* _DIRECTIONS_: Return every line of the records below verbatim, with no pictures in the copy.

(Object location annotation data)
####
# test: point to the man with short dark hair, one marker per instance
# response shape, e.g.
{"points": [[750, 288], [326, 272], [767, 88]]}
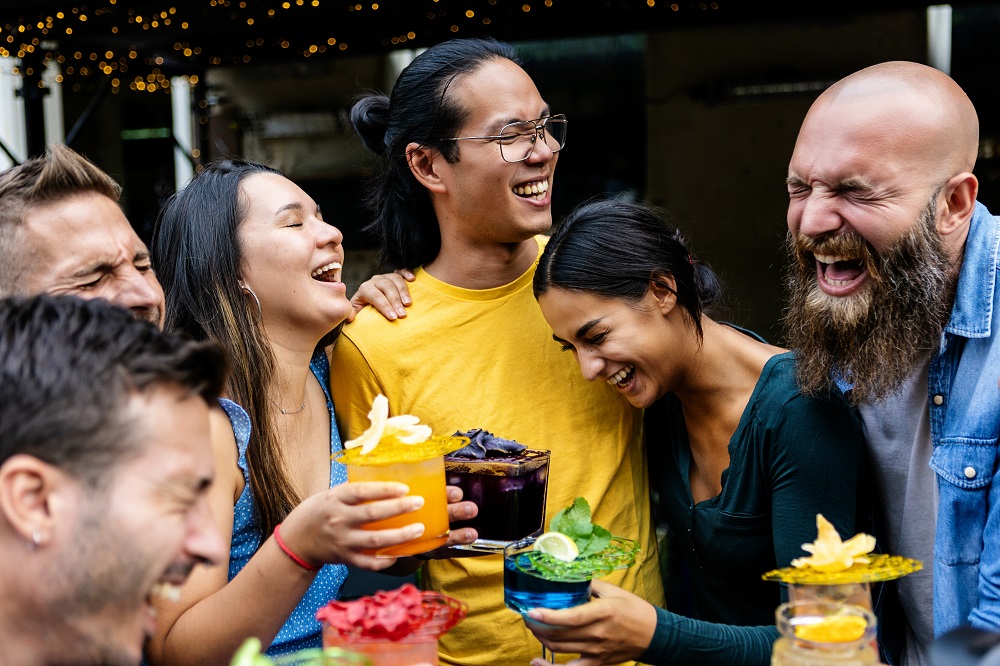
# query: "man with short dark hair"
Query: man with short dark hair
{"points": [[62, 232], [894, 294], [105, 464]]}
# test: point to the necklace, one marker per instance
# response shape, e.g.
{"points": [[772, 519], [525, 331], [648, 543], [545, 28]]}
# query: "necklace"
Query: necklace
{"points": [[287, 411]]}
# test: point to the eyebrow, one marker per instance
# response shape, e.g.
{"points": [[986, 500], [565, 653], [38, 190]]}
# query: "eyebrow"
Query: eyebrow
{"points": [[580, 332]]}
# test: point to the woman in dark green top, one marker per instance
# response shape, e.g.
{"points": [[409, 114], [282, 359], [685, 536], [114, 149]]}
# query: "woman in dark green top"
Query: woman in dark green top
{"points": [[745, 461]]}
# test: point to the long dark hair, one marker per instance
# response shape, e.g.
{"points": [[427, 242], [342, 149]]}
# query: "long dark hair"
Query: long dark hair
{"points": [[615, 248], [197, 255], [420, 110]]}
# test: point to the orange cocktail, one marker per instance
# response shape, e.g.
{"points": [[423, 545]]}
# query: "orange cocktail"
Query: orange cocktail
{"points": [[419, 466]]}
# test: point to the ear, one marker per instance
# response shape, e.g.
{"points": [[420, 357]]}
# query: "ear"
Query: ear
{"points": [[424, 164], [28, 487], [959, 203], [663, 288]]}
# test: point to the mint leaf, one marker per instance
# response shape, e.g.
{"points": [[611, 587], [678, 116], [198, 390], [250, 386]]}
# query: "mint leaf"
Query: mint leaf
{"points": [[598, 541], [574, 521]]}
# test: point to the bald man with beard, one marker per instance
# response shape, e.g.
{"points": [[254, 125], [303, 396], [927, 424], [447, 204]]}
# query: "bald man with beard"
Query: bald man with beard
{"points": [[893, 295]]}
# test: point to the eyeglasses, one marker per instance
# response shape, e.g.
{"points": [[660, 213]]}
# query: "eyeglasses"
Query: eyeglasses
{"points": [[517, 140]]}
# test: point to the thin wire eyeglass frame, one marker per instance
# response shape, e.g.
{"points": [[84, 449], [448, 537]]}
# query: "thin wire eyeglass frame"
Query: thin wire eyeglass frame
{"points": [[539, 128]]}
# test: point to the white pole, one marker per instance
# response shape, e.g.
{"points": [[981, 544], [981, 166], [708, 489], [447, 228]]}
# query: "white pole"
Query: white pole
{"points": [[939, 37], [183, 127]]}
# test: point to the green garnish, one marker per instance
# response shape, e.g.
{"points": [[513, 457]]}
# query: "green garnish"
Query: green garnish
{"points": [[574, 522]]}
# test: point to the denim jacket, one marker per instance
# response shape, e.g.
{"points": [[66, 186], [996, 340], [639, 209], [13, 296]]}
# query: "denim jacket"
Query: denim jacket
{"points": [[964, 403]]}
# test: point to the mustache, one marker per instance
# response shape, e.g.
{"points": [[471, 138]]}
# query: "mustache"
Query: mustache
{"points": [[849, 244]]}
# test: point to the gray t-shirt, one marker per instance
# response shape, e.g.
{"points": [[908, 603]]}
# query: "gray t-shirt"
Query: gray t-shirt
{"points": [[899, 440]]}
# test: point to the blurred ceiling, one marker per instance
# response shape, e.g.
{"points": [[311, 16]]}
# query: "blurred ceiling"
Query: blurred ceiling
{"points": [[126, 40]]}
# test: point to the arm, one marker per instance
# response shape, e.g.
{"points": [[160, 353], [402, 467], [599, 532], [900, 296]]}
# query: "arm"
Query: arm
{"points": [[817, 459], [214, 615], [619, 626], [387, 293]]}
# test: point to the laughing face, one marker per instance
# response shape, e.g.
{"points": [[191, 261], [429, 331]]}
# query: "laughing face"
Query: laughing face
{"points": [[140, 535], [292, 259], [491, 200], [631, 346], [871, 283]]}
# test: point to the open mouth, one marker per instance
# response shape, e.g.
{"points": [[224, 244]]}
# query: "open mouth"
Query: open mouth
{"points": [[534, 189], [623, 377], [838, 270], [328, 273]]}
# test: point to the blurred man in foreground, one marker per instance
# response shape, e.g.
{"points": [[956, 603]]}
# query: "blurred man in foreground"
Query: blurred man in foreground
{"points": [[104, 467]]}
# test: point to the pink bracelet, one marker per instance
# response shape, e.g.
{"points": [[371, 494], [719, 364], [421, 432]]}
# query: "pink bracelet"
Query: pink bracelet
{"points": [[288, 551]]}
####
* _FINAL RESULT_:
# test: point to the man with short dark hair, one marker per instance
# response shape, e.g.
{"points": [[750, 288], [326, 272], [767, 88]]}
# query: "man with short dark hair"
Query: man with short dark hair
{"points": [[62, 232], [894, 294], [105, 464]]}
# test: point to the necklace, one marker per instance
# response shape, e.g.
{"points": [[772, 519], [525, 331], [648, 543], [545, 28]]}
# query: "necklace"
Query: necklace
{"points": [[287, 411]]}
# test: point to the eyebrow, one marker per instance
# response shape, e.g.
{"points": [[986, 500], [565, 653], [38, 190]]}
# query: "eyebrow"
Query: eyebrow
{"points": [[580, 332]]}
# test: point to the woman in dark green top, one marker per instance
# response shape, e.g.
{"points": [[409, 114], [282, 359], [685, 536], [114, 149]]}
# query: "woman in dark green top"
Query: woman in dark green top
{"points": [[745, 461]]}
# test: point to the long dark hair, one marker per instance
# response shape, e.g.
{"points": [[427, 242], [342, 149]]}
# query: "long dark hair"
Query: long dark hair
{"points": [[615, 248], [197, 255], [420, 110]]}
# test: point to the orange cocktail, one marker per instance
# response shape, e.g.
{"points": [[423, 545]]}
# query: "orange cocktail"
Query: orange cocktail
{"points": [[419, 466]]}
# test: point to the ear, one marker per instance
# response shape, e.g.
{"points": [[420, 357]]}
# query: "ear"
Query: ear
{"points": [[424, 164], [28, 487], [959, 203], [663, 288]]}
# test: point to the mint leaf, one marker per instance
# response shape, e.g.
{"points": [[611, 587], [678, 116], [198, 390], [250, 386]]}
# query: "mint leaf"
Query: mint leaf
{"points": [[598, 541], [574, 521]]}
# test: point to the bald man with beard, one marker per instance
# response shape, e.g.
{"points": [[254, 125], [303, 396], [927, 424], [447, 204]]}
# query: "bald man with beard"
Query: bald man with beard
{"points": [[893, 295]]}
# test: point to the eyeglasses, one marker per instance
# response shape, e.g.
{"points": [[660, 213]]}
# query: "eyeglasses"
Query: eyeglasses
{"points": [[517, 140]]}
# test: point to the thin wire eyeglass frame, one marker per instance
# response shape, e.g.
{"points": [[84, 449], [448, 537]]}
# query: "thin wire eyeglass frame"
Query: thin wire eyeglass frame
{"points": [[539, 128]]}
# test: point to the white pole, one marker per instance
# response shape, e.g.
{"points": [[981, 544], [981, 166], [708, 489], [447, 228]]}
# query: "white pole"
Query: white pole
{"points": [[939, 37], [183, 127]]}
# test: point to the green garnish, one marker per instance
# response shape, e.g.
{"points": [[513, 457]]}
# query: "green garnish"
Query: green garnish
{"points": [[574, 522]]}
# test: point to the denim jacket, one marker per instance
# response shape, e.g.
{"points": [[66, 186], [996, 340], [639, 209], [13, 296]]}
# query: "denim jacket"
Query: denim jacket
{"points": [[964, 403]]}
# test: point to the mustache, one marker per instance
# response shape, e.g.
{"points": [[471, 138]]}
# query: "mustache"
Query: mustache
{"points": [[849, 244]]}
# test: point to the gray t-shirt, one marker per instance
# response shape, e.g.
{"points": [[908, 603]]}
# query: "gray t-shirt"
Query: gray t-shirt
{"points": [[899, 440]]}
# test: point to the blurred ceiling, one marker per instance
# response shape, e.g.
{"points": [[311, 16]]}
# query: "blurred ceiling"
Query: blurred ceiling
{"points": [[126, 40]]}
# test: point to the arm, one marker per instance
# response shape, e.g.
{"points": [[160, 353], [402, 467], [599, 532], [900, 296]]}
# query: "arm"
Query: arm
{"points": [[817, 459], [214, 615], [619, 626], [387, 293]]}
# test: point to the laughing face, one marker per instance
# response shape, e.g.
{"points": [[191, 261], [429, 331]]}
# query: "laughing face"
Query: laughing face
{"points": [[140, 535], [292, 259], [491, 200], [631, 346], [871, 283]]}
# test: point to the open mouth, one marker per instance
# response shape, e.g.
{"points": [[224, 244]]}
# query: "open mouth"
Query: open mouth
{"points": [[534, 189], [623, 377], [838, 270], [328, 273]]}
# test: point to the blurred man in foreground, one marker per instance
# response shape, e.g.
{"points": [[956, 603]]}
# query: "blurred man in foreground"
Query: blurred man in foreground
{"points": [[104, 467]]}
# test: point to the pink bracelet, one marker per instance
# response shape, e.g.
{"points": [[371, 494], [719, 364], [421, 432]]}
# query: "pink bracelet"
Query: pink bracelet
{"points": [[288, 551]]}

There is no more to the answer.